» **EXERCISE INSTRUCTIONS**: Transcribe every entry word for word, but skip the images.

» **PROVIDED DATA**:
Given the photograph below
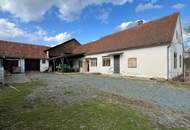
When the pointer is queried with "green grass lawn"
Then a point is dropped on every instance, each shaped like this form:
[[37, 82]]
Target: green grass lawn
[[16, 113]]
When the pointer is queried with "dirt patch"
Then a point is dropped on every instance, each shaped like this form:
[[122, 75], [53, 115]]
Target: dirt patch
[[164, 103]]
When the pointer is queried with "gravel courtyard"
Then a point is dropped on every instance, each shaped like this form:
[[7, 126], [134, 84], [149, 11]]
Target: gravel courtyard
[[165, 103]]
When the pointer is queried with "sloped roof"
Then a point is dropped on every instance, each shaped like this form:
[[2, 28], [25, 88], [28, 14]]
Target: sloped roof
[[154, 33], [21, 50]]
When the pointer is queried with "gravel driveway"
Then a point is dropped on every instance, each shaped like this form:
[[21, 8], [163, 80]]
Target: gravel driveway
[[171, 103], [162, 94]]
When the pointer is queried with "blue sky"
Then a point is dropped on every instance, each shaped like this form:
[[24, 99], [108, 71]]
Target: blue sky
[[49, 22]]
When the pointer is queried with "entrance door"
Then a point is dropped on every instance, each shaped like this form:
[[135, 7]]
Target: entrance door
[[117, 64], [32, 65]]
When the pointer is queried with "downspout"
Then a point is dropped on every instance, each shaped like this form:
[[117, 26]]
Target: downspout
[[168, 61]]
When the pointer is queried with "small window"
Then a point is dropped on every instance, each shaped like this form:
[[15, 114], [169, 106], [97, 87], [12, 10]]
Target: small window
[[175, 60], [94, 62], [43, 61], [180, 61], [106, 62], [80, 63], [132, 63]]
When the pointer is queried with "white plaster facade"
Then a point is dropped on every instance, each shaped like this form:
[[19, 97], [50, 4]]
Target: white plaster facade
[[152, 62], [44, 66]]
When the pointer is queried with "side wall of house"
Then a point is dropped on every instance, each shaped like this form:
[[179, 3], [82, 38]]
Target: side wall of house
[[21, 64], [44, 66], [177, 48], [151, 62]]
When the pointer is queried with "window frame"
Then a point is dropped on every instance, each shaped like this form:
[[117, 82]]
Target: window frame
[[175, 60], [43, 61], [93, 62], [133, 65], [106, 61]]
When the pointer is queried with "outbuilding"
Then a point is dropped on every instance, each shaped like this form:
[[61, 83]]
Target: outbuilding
[[19, 57]]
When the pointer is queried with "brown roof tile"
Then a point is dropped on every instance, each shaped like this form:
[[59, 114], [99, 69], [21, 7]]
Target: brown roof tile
[[154, 33], [21, 50]]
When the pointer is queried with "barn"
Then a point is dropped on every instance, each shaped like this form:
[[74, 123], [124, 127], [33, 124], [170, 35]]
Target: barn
[[20, 57]]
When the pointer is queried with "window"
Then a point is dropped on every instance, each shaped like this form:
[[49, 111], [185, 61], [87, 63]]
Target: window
[[80, 63], [43, 61], [180, 61], [132, 63], [175, 60], [94, 62], [177, 36], [106, 62], [1, 63]]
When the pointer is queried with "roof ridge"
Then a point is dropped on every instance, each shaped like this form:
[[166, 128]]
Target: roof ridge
[[21, 43], [164, 17], [161, 31]]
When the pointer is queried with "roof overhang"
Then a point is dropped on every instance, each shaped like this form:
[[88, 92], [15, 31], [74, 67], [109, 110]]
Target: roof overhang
[[114, 54], [67, 56]]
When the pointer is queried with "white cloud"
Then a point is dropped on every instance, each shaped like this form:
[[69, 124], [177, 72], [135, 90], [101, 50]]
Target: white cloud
[[147, 6], [9, 30], [126, 25], [58, 38], [69, 10], [178, 6]]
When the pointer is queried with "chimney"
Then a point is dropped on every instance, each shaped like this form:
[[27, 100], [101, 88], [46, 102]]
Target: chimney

» **OUTPUT FOR THIS EXERCISE**:
Given the photograph below
When the pointer is queried with "green grass lawn"
Then a point is dropped on every instance, each shaped like this form:
[[37, 82]]
Target: green grass lawn
[[16, 113]]
When the pointer is queried with "dirt patch"
Then a point is dropped on every instance, each shaped like this form:
[[122, 75], [53, 115]]
Target: dirt patch
[[164, 103]]
When the pointer is queried with "gravel courtyard"
Then a point is dropped on every instance, each shaped like this form:
[[7, 126], [134, 84], [149, 11]]
Target: gravel courtyard
[[165, 103]]
When the pointer is queried with "sloped roof"
Then a point is dropped on every instance, each shaped like this form:
[[2, 28], [25, 88], [28, 14]]
Target: sloped roof
[[154, 33], [21, 50]]
When the pointer is queried with "gravel driveway"
Then a point is dropped on every instance, each shaped like this form:
[[21, 8], [163, 80]]
Target: gravel driveway
[[171, 103], [162, 94]]
When the pointer is queried with "blue sky"
Then a point is dropped on every instance, each shaped like this form:
[[24, 99], [108, 71]]
Target: blue sky
[[49, 22]]
When the pointer is queried with "entrance door"
Then a point is dropped on every instance, each shaped like this form:
[[135, 7]]
Target: entrance door
[[117, 64], [32, 65]]
When the pointer is queried with "downspout"
Then a point is dropped on every instance, each shaped like this form:
[[117, 26]]
Target: downspout
[[168, 61]]
When the pointer is queried with "small window"
Then a point is dropped on every instance, each shaped like this form:
[[15, 114], [169, 106], [97, 87], [12, 10]]
Target: small window
[[175, 60], [94, 62], [43, 61], [180, 61], [106, 62], [80, 63], [132, 63]]
When the pointer is queried with "white plaster facade"
Then a point is dropped on every instance, each shaped like this form:
[[19, 97], [50, 4]]
Target: white plaster facade
[[152, 62], [44, 66]]
When the pointer is queried with "side wall of house"
Then a point is dropped on every instance, each shaped like this form:
[[179, 3], [82, 38]]
Target: side wall of house
[[21, 64], [44, 66], [177, 48], [151, 62]]
When the pointer is queried with "window frame"
Then a point is dropped on every instance, each shaped like this form:
[[117, 82]]
Target: window frame
[[175, 60], [43, 61], [93, 62], [133, 65], [106, 61]]
When the pointer is queried with "outbuilding"
Then a point is dropped on every instance, each shaped like this form:
[[61, 83]]
Target: outbuilding
[[19, 57]]
When the pointer is queried with "brown roof tile"
Then a point is dropped on every instance, each shaped like this form:
[[59, 114], [99, 69], [21, 7]]
Target: brown roof tile
[[154, 33], [21, 50]]
When the pointer is queried with "barn"
Then a point is dropped on every instance, each shaped like this form:
[[74, 123], [124, 127], [33, 124], [170, 35]]
Target: barn
[[20, 57]]
When the pointer is queried with "window"
Then a point is dropped on every instance, each shaped like this form:
[[49, 111], [185, 61], [87, 63]]
Target: window
[[80, 63], [43, 61], [180, 61], [132, 63], [175, 60], [94, 62], [177, 36], [106, 62], [1, 63]]
When the pointer is queried with "roof ridge"
Then a point is dropped on every instance, each shaped like this form:
[[166, 128]]
Target: roof ridge
[[21, 43], [164, 17], [161, 31]]
When the pointer is queried with "roof overhang"
Then a point is dropped on every instance, each shaped like this form:
[[88, 92], [15, 31], [74, 67], [109, 110]]
Target: roof overhang
[[114, 54], [67, 56]]
When the pointer is queried with "white cloud"
Then a point is dropped on every instance, each shaped like this form:
[[69, 124], [177, 72], [135, 90], [101, 50]]
Target: white cloud
[[147, 6], [9, 30], [126, 25], [58, 38], [69, 10], [178, 6]]
When the pointer is queried with "chimney"
Then a point is dropped on every instance, each shaped like this form:
[[27, 100], [101, 88], [46, 102]]
Target: chimney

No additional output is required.